Un « désir » ; une « jouissance ». Le premier est du genre masculin ; la seconde prend la marque du féminin. Ce qui précède l’acte sexuel – ou d’amour si vous préférez – est longtemps resté implicitement la prérogative des hommes : c’était à eux de sélectionner leurs proies, en d’autres termes de « faire la cour » (draguer ; mater), et ces dames devaient y répondre avec goût et délicatesse, sous peine d’être traitées d’aguicheuses, de marie-couche-toi-là voire de péripatéticiennes (putains). La jouissance prodiguée par ces généreux messieurs devait principalement aboutir à une grossesse, car si un homme a des « besoins » à satisfaire (« vider les bourses »), les femmes, elles, sont censées n’être pas soumises aux pulsions sexuelles, puisqu’elles n’ont pas de queue ni de testicules à vidanger régulièrement. D’ailleurs les pauvres choutes sont sensibles et délicates (le terme « minauder » leur va si bien) – et même le modèle vigoureux de la working woman n’est pas parvenu, sauf dans le cas de personnalités perverses objet d’œuvres cinématographiques, à imposer l’idée qu’une femme désire aussi violemment (et volontiers bestialement) qu’un homme.
Grâces soient donc rendues à six autrices – Emma Becker ; Wendy Delorme ; Joy Majdalani ; Emmanuelle Richard ; Marina Rollman ; Laurine Thizy – de nous proposer d’autres modèles de référence que celui de la princesse charmante ou de la gourde victime de son ignorance qui n’a même jamais songé – non non non – à la masturbation et pour qui le verbe jouir est le sésame-ouvre-toi de l’Enfer (ce qui n’est pas faux – l’on y trouve de très bons livres).

**EXERCICE 1**
Recopiez le passage du texte sur le désir et la jouissance qui commence à « Grâces soient donc » et se termine à « très bons livres). ».
**EXERCICE 2**
Poursuivez le texte sur le désir et la jouissance en reprenant juste après sa dernière phrase.
Les lignes placées ci-dessous n'ont aucun rapport avec le texte sur le désir et la jouissance.

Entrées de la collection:
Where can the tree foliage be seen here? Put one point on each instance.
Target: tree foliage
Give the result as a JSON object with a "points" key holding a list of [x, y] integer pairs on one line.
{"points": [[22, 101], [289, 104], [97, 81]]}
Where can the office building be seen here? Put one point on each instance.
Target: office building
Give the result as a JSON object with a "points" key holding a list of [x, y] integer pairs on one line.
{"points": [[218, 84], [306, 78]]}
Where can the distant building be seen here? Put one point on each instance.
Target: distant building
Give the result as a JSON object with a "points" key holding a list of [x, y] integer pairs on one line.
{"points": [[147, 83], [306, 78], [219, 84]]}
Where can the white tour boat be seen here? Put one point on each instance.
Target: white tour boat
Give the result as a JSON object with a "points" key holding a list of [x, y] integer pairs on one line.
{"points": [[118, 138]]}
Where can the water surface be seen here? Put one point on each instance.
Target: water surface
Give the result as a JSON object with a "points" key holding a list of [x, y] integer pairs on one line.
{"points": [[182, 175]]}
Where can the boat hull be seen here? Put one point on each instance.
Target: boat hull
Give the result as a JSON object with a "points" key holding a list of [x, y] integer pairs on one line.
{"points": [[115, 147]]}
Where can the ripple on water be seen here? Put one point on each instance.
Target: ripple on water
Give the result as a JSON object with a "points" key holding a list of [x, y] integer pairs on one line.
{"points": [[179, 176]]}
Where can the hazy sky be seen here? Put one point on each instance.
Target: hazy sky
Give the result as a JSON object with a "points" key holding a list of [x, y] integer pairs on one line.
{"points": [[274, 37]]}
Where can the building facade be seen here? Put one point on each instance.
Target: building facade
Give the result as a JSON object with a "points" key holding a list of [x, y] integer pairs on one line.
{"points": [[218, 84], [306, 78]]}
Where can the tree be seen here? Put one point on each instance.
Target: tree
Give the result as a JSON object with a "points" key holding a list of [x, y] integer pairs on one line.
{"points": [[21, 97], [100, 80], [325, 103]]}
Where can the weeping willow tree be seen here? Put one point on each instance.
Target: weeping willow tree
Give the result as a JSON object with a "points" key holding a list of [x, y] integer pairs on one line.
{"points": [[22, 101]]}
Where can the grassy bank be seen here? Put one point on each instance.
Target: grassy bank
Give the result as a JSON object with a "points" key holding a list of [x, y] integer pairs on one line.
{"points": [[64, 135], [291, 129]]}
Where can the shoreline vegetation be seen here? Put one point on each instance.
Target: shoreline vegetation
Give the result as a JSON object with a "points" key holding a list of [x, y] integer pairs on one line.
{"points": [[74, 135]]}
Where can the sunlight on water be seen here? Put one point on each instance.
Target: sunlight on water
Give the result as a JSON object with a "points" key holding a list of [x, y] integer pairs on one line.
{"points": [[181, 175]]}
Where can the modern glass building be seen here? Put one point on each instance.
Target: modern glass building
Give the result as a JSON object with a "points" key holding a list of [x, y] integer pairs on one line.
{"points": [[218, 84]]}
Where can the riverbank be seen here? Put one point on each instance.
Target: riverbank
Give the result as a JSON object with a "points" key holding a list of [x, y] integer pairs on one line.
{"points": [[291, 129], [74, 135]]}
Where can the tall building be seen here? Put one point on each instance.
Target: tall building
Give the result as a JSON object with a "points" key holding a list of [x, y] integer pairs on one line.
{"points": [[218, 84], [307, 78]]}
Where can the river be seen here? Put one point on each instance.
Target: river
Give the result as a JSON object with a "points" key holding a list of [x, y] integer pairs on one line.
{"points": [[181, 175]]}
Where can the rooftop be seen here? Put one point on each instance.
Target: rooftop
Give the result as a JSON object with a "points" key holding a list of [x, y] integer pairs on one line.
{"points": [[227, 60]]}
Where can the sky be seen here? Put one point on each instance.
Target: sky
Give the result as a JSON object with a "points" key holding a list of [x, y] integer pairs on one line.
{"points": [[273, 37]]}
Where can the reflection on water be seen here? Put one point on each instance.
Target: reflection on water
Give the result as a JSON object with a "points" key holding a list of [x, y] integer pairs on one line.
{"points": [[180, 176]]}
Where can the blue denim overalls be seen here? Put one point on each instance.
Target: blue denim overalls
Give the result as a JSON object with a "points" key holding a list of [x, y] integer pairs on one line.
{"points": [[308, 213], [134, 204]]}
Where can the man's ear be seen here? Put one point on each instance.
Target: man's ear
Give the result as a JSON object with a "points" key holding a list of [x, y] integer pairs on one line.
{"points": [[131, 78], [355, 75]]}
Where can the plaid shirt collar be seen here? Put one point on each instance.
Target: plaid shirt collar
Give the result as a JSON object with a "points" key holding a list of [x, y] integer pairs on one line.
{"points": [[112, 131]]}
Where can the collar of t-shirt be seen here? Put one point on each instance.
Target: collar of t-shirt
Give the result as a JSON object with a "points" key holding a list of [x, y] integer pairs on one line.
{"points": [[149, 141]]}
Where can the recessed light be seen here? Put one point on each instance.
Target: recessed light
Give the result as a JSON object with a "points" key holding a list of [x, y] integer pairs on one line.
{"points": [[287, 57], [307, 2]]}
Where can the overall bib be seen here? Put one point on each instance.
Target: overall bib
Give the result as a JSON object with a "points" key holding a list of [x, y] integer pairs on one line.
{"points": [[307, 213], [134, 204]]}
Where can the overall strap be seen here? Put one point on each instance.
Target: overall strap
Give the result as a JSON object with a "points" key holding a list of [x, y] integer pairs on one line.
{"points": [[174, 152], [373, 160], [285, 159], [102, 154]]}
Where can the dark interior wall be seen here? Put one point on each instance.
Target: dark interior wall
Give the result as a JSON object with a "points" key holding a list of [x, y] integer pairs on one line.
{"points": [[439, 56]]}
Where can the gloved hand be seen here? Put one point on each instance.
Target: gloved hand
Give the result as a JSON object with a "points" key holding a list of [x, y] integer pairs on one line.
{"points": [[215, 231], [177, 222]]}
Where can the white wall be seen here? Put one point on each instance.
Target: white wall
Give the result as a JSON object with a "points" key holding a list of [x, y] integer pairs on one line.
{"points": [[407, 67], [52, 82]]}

**RÉPONSE RÉDIGÉE 1**
Grâces soient donc rendues à six autrices – Emma Becker ; Wendy Delorme ; Joy Majdalani ; Emmanuelle Richard ; Marina Rollman ; Laurine Thizy – de nous proposer d’autres modèles de référence que celui de la princesse charmante ou de la gourde victime de son ignorance qui n’a même jamais songé – non non non – à la masturbation et pour qui le verbe jouir est le sésame-ouvre-toi de l’Enfer (ce qui n’est pas faux – l’on y trouve de très bons livres).

**RÉPONSE RÉDIGÉE 2**
Ces dames, chacune avec un talent spécifique et toujours avec brio, nous offrent ainsi, au-travers de six nouvelles tombant pile-poil (si j’ose dire), un véritable manuel du déniaisage à offrir à toute personne aux portes de sa sexualité mais également à la quasi totalité des adultes qui les ont mal franchies, ces portes, et dont les certitudes ont bien besoin d’être (é)branlées.
Au commencement il y a le téton, « qui se manipule déjà comme un clitoris », puis la fellation, acte d’une « rock star » qui « décide avec une bouche pleine de dents de donner du plaisir plutôt que de mutiler ». Bander est résolument une faculté commune et la femme tout autant que l’homme peut être « maintenue des jours dans cet état de tension » qui permet au sexe de devenir le « seul moyen d’être au monde ». L’ouvrage ne se cantonne bien sûr pas aux relations hétérosexuelles. Côté lesbiennes, l’on peut aussi avoir le goût des « James Dean, en fille » qui ont « les codes de la virilité, sans sa toxicité ».
Chaque autrice vient ici démonter, par le biais de la fiction, tous les clichés qui sont autant de barbelés empêchant l’accès au plaisir. Les garçons ont parfaitement le droit de prendre « le visage de l’abandon », d’être « désarmés, désaguerris ; intenses émus sensibles ». Car c’est justement dans ces bras-là que se puise « la possibilité de la force, pas son usage, et avant tout la puissance ».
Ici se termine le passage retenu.